RECORDS FOR PROCESSING START

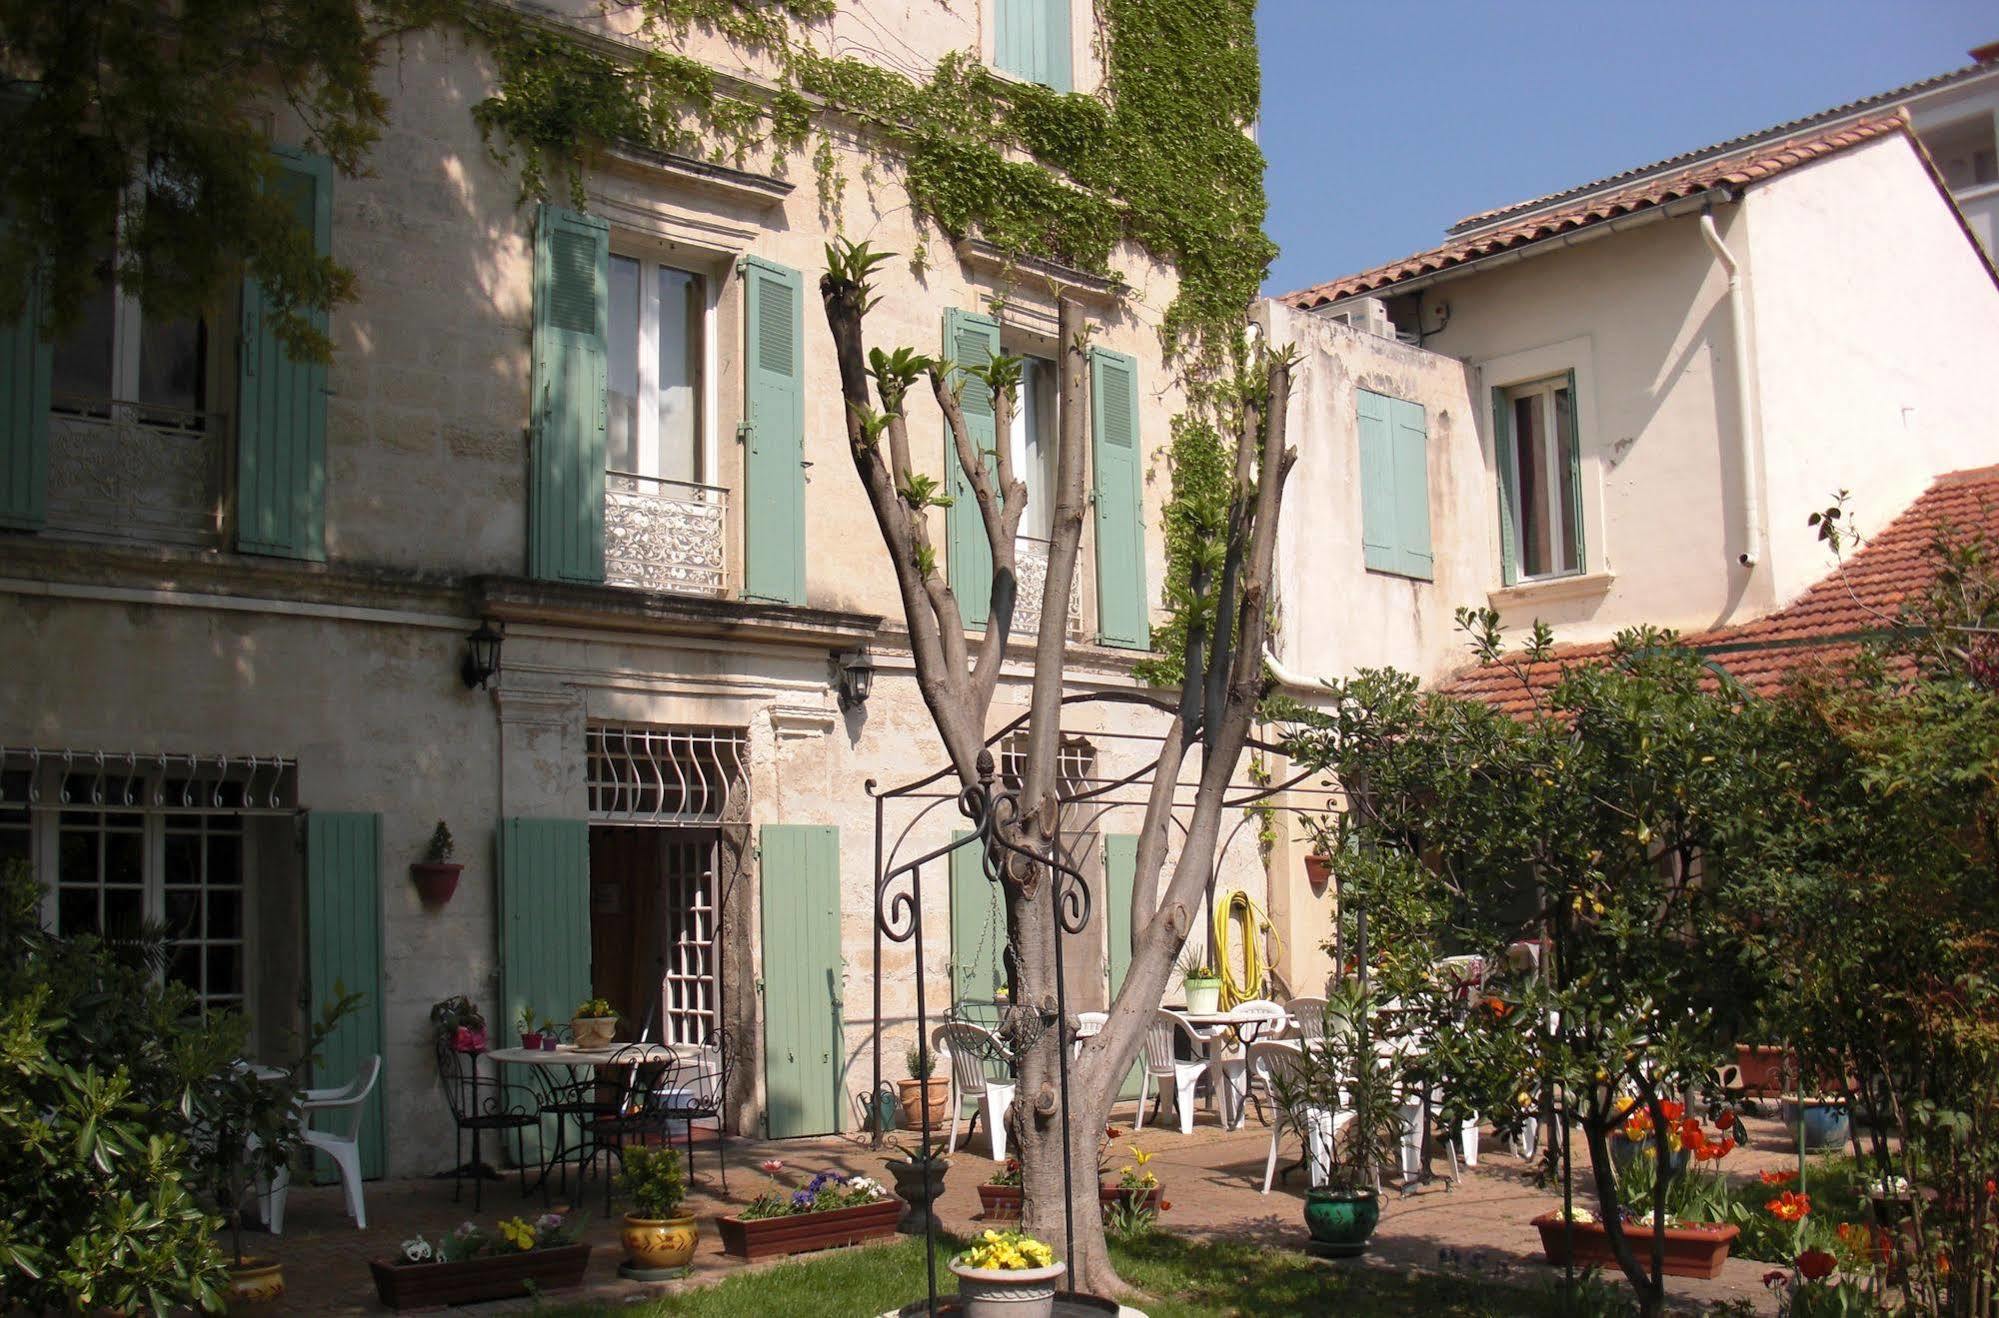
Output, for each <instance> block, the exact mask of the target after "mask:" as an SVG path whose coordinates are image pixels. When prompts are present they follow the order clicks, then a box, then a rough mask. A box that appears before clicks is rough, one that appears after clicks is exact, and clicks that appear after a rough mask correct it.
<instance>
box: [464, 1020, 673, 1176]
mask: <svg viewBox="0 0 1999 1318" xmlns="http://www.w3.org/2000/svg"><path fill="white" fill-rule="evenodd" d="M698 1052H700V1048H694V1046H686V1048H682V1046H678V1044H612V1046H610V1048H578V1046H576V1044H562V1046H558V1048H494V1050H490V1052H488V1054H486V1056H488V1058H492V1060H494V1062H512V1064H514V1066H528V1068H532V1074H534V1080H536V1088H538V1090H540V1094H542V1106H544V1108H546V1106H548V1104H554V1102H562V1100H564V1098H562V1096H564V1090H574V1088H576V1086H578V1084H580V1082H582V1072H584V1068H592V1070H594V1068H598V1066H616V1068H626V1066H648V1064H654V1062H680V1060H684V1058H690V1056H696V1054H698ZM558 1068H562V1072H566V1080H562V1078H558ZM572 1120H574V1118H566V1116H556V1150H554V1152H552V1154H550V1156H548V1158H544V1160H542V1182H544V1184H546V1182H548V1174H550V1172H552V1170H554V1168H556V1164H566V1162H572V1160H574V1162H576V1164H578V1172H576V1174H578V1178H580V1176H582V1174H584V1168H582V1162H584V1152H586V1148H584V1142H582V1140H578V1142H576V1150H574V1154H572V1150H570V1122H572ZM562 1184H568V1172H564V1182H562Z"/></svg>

RECORDS FOR PROCESSING END
RECORDS FOR PROCESSING START

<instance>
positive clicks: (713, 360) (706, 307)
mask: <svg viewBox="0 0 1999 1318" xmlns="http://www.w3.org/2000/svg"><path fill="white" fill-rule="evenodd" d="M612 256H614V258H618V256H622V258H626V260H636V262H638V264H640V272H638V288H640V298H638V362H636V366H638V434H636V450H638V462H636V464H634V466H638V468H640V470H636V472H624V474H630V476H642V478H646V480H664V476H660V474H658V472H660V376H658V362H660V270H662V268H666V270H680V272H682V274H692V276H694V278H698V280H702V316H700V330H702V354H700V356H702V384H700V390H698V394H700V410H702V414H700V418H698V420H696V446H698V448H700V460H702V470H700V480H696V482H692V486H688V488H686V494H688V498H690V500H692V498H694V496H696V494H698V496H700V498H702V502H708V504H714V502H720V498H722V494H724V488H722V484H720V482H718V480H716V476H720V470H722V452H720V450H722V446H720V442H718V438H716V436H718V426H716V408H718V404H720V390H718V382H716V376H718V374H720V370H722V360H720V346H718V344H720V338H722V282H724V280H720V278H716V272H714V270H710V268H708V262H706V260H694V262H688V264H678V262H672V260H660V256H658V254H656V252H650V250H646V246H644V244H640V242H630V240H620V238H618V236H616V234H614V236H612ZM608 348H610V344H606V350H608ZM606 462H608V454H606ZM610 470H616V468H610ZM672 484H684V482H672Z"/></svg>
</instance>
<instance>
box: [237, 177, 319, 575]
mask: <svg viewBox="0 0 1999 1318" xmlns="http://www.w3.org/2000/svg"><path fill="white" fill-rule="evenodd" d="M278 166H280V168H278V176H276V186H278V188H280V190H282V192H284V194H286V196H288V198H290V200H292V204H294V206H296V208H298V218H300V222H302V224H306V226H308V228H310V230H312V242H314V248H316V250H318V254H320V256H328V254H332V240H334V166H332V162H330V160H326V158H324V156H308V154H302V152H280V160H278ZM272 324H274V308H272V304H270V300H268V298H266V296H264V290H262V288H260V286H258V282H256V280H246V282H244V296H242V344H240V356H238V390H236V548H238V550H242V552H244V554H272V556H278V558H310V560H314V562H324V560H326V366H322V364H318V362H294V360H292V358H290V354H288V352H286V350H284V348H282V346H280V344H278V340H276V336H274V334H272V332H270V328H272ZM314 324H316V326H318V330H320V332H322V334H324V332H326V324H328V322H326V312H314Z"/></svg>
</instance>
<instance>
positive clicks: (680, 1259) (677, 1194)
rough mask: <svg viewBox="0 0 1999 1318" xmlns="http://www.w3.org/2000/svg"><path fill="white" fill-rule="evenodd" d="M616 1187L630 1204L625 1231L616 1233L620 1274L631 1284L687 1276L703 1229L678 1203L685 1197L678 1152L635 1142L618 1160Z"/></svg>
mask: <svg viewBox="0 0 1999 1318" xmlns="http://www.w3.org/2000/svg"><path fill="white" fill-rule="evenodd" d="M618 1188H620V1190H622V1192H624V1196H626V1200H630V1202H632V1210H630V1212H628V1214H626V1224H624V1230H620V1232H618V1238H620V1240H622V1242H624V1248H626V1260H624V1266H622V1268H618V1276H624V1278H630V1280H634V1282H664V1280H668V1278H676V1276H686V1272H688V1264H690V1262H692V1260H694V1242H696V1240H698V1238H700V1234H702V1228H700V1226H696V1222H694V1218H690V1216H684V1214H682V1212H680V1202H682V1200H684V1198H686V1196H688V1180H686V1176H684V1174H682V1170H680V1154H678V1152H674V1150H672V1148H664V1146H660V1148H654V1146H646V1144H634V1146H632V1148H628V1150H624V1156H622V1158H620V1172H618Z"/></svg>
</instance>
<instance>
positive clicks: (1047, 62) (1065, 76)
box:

RECORDS FOR PROCESSING END

TASK ITEM:
All that is wanted is the stretch of lines above from the one containing "box: [237, 177, 319, 575]" through the one containing "positive clicks: (680, 1259) (677, 1194)", duplicated exactly.

RESULT BELOW:
box: [237, 177, 319, 575]
mask: <svg viewBox="0 0 1999 1318" xmlns="http://www.w3.org/2000/svg"><path fill="white" fill-rule="evenodd" d="M278 166H280V168H278V176H276V186H278V188H280V190H282V192H284V194H286V196H288V198H290V200H292V204H294V206H296V208H298V218H300V222H302V224H306V226H308V228H310V230H312V242H314V248H316V250H318V254H320V256H328V254H332V240H334V166H332V162H330V160H326V158H324V156H308V154H302V152H280V160H278ZM272 324H274V308H272V304H270V300H268V298H266V296H264V290H262V288H260V286H258V282H256V280H246V282H244V296H242V344H240V356H238V390H236V548H238V550H242V552H244V554H272V556H278V558H310V560H314V562H324V560H326V366H322V364H318V362H294V360H292V358H290V354H288V352H286V350H284V348H282V346H280V344H278V340H276V336H274V334H272V332H270V328H272ZM314 324H316V326H318V330H320V332H322V334H324V332H326V324H328V322H326V312H314Z"/></svg>
</instance>
<instance>
positive clicks: (680, 1259) (677, 1194)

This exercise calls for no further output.